DIRECTIONS:
Nothing should be left out. Give all the data again exactly as written.

MATERIAL PROVIDED:
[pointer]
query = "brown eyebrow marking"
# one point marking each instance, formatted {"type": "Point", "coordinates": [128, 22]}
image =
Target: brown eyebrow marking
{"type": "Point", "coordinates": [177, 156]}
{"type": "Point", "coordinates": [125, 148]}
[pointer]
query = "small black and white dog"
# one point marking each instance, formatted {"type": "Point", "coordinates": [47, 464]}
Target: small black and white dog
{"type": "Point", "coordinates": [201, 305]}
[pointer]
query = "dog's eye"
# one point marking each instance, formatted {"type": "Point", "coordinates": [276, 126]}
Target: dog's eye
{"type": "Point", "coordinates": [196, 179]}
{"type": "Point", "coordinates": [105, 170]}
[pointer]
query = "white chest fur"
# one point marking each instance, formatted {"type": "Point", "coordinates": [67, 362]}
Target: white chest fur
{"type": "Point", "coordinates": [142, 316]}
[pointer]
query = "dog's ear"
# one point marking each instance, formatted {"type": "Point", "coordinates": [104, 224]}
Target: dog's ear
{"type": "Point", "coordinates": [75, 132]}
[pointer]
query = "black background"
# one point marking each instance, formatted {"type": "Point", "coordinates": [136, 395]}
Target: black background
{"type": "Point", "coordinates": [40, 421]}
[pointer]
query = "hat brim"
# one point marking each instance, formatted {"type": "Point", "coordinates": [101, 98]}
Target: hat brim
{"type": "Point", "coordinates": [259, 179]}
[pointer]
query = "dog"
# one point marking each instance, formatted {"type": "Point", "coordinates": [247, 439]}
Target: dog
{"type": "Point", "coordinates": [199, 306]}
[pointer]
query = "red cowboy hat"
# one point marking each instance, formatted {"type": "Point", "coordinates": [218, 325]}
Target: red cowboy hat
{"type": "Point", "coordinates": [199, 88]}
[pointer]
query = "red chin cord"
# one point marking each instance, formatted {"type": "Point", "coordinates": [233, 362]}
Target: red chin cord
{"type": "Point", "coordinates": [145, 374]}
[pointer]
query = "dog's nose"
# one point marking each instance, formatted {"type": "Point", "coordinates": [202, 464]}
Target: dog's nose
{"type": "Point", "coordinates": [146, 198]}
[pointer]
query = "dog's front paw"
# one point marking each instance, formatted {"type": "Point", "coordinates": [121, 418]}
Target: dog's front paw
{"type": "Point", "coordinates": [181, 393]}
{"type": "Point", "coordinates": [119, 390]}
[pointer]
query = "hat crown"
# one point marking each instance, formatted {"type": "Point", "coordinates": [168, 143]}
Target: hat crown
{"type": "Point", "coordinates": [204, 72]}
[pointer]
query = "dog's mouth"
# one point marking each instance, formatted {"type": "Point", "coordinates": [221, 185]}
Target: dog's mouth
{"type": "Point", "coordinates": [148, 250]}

RESULT:
[pointer]
query = "brown eyebrow marking"
# one point marking each instance, formatted {"type": "Point", "coordinates": [128, 22]}
image =
Target: brown eyebrow marking
{"type": "Point", "coordinates": [177, 156]}
{"type": "Point", "coordinates": [125, 148]}
[pointer]
query = "small black and white dog"
# one point marking each instance, formatted {"type": "Point", "coordinates": [47, 464]}
Target: small black and white dog
{"type": "Point", "coordinates": [201, 305]}
[pointer]
query = "dog's eye"
# one point marking each instance, formatted {"type": "Point", "coordinates": [276, 126]}
Target: dog's eye
{"type": "Point", "coordinates": [196, 179]}
{"type": "Point", "coordinates": [105, 170]}
[pointer]
query = "white chest fur"
# one point marking each instance, formatted {"type": "Point", "coordinates": [67, 362]}
Target: white chest fur
{"type": "Point", "coordinates": [142, 316]}
[pointer]
query = "dog's ear"
# one point marking each instance, formatted {"type": "Point", "coordinates": [104, 224]}
Target: dog's ear
{"type": "Point", "coordinates": [75, 132]}
[pointer]
query = "black background"
# one point marking each instance, formatted {"type": "Point", "coordinates": [136, 395]}
Target: black background
{"type": "Point", "coordinates": [40, 421]}
[pointer]
query = "hat brim"
# one point marking each instance, formatted {"type": "Point", "coordinates": [101, 98]}
Target: hat brim
{"type": "Point", "coordinates": [259, 179]}
[pointer]
query = "dog"
# one point marking each instance, formatted {"type": "Point", "coordinates": [247, 439]}
Target: dog
{"type": "Point", "coordinates": [199, 306]}
[pointer]
query = "red cowboy hat"
# one point marking each instance, formatted {"type": "Point", "coordinates": [218, 325]}
Target: red cowboy hat
{"type": "Point", "coordinates": [199, 88]}
[pointer]
query = "red chin cord"
# one point marking each instance, formatted {"type": "Point", "coordinates": [233, 362]}
Target: red chin cord
{"type": "Point", "coordinates": [145, 374]}
[pointer]
query = "dog's nose"
# one point marking each instance, formatted {"type": "Point", "coordinates": [202, 464]}
Target: dog's nose
{"type": "Point", "coordinates": [146, 198]}
[pointer]
query = "dog's front paw"
# one point marking each instance, formatted {"type": "Point", "coordinates": [121, 418]}
Target: dog's front paw
{"type": "Point", "coordinates": [181, 393]}
{"type": "Point", "coordinates": [119, 390]}
[pointer]
query = "hat crown"
# one point marking each instance, formatted {"type": "Point", "coordinates": [168, 143]}
Target: hat crown
{"type": "Point", "coordinates": [204, 72]}
[pointer]
query = "dog's mouth"
# one point marking each instance, formatted {"type": "Point", "coordinates": [221, 185]}
Target: dog's mouth
{"type": "Point", "coordinates": [148, 250]}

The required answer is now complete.